→ **TESTO DI LETTURA**:
-----

Siamo ormai addestrati a lasciar fare ai professionisti vari, agli unti dalla sapienza assoluta, ai geni presunti, o riconosciuti all’unanimità dalla critica e dalle folle, alle stelle che brillano in esclusiva in un firmamento blindato ed elitario, scandito meccanicamente da mode, correnti, tendenze.
Non mi metto il problema.
Con queste righe ho solo gettato le fondamenta (come si fa con le case, con i palazzi): tutto quello che dirò o scriverò in futuro, a dio piacendo, come ripeteva il carissimo M., sarà una diretta conseguenza di quanto ho visto e fatto sino ad ora.
Se qualcuno dovesse chiedermi, magari indispettito da qualche affermazione particolarmente controversa per i propri canoni, ‘e tu chi cazzo sei per andare in giro a dire queste cose?‘, verrà immediatamente rimandato al primo punto di questo documento, il quale contiene gran parte delle informazioni che mi riguardano.
Non credo comunque, a prescindere dalla piega che prenderanno gli eventi, di aver sprecato il mio tempo in questi otto mesi: come si legge nell’introduzione italiana a ‘Storie sulla pelle‘ di Nicolai Lilin, ‘si dice che raccontare la propria vita serva a comprenderla‘.

-----

→ **DATI MOSTRATI**:
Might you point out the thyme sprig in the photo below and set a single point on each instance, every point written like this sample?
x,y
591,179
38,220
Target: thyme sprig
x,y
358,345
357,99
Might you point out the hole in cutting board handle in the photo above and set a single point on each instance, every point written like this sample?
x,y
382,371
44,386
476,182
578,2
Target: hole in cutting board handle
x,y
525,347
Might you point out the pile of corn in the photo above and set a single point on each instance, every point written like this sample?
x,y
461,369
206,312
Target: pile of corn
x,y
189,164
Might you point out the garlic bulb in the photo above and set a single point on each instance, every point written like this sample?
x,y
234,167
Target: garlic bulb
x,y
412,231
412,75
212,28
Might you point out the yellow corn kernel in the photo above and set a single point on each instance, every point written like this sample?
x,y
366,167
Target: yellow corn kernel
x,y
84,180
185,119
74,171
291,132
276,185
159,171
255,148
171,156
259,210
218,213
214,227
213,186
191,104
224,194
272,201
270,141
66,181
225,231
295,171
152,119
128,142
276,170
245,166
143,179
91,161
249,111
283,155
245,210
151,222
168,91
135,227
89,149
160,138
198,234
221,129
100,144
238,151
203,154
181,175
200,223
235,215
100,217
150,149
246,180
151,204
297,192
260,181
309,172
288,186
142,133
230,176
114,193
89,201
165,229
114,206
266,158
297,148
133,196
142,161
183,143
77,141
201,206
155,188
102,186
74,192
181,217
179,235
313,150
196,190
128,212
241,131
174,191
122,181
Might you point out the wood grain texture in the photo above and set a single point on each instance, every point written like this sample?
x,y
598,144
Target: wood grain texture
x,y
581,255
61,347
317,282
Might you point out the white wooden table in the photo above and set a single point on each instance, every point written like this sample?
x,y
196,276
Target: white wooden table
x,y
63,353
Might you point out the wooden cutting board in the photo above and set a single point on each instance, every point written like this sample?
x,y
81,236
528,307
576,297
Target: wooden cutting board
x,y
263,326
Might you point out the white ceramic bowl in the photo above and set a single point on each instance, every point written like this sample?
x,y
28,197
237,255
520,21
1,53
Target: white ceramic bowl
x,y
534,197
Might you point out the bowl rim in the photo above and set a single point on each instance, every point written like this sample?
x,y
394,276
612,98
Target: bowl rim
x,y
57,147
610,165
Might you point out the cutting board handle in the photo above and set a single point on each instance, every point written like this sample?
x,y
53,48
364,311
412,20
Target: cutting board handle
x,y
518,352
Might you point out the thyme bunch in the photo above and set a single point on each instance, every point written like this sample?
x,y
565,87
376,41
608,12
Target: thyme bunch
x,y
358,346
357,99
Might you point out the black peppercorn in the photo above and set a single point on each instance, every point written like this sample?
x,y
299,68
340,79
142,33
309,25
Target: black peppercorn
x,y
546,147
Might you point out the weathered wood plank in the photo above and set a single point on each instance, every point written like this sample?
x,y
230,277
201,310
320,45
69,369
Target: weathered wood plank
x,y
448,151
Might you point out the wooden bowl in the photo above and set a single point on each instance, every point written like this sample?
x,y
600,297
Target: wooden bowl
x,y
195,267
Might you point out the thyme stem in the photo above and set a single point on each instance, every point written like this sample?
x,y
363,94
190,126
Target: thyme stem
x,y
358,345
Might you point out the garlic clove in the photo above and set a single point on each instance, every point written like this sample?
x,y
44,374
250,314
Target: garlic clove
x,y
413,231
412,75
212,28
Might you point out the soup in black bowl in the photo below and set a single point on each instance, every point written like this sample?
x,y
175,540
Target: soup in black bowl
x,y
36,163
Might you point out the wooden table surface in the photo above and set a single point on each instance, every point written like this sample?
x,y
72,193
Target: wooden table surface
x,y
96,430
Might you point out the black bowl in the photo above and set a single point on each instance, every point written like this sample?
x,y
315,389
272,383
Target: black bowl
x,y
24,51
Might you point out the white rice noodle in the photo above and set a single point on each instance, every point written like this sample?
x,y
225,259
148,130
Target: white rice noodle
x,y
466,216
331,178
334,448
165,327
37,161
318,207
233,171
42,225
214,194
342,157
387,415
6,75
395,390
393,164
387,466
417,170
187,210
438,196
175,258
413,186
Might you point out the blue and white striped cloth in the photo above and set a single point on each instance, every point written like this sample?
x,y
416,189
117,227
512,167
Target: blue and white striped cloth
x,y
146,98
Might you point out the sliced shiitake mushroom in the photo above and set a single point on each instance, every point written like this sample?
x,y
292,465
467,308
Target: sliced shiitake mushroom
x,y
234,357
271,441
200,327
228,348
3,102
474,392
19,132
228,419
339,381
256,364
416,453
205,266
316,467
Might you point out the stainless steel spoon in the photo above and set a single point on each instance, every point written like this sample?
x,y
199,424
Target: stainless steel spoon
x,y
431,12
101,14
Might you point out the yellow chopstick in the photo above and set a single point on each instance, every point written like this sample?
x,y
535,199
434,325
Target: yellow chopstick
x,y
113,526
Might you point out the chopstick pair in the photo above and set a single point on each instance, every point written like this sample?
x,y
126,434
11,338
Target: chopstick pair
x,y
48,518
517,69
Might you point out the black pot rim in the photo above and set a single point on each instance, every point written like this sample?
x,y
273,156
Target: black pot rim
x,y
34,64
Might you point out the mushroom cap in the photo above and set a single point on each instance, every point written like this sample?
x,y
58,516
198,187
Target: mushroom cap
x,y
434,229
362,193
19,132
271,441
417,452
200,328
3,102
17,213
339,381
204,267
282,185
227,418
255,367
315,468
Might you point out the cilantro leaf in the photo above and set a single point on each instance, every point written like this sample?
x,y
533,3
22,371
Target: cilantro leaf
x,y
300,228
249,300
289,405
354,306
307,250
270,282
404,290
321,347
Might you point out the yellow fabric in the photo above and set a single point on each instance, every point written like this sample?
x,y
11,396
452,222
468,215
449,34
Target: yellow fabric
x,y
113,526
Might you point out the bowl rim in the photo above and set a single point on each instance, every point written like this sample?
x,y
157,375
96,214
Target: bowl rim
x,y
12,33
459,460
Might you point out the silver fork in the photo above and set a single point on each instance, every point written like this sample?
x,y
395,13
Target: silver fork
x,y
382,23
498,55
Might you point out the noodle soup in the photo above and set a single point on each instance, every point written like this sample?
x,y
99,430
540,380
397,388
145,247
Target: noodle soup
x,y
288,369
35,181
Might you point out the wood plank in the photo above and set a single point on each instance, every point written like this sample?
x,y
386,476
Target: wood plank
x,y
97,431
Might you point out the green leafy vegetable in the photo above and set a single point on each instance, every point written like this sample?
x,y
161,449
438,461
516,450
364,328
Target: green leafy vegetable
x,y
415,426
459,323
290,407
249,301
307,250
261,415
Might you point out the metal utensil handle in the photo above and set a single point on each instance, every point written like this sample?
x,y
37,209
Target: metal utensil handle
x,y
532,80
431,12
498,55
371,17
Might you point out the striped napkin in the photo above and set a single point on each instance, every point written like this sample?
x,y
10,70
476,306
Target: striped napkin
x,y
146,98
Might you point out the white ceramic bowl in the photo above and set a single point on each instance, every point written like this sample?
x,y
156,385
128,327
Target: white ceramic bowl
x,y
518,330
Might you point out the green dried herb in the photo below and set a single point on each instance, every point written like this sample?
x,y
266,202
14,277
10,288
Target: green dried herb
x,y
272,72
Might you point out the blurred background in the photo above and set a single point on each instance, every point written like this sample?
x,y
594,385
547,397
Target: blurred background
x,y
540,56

-----

→ **CONSEGNA**: Traduci in inglese questa frase del testo di lettura: «Non mi metto il problema.»

→ **RISULTATO**: I don't worry about it.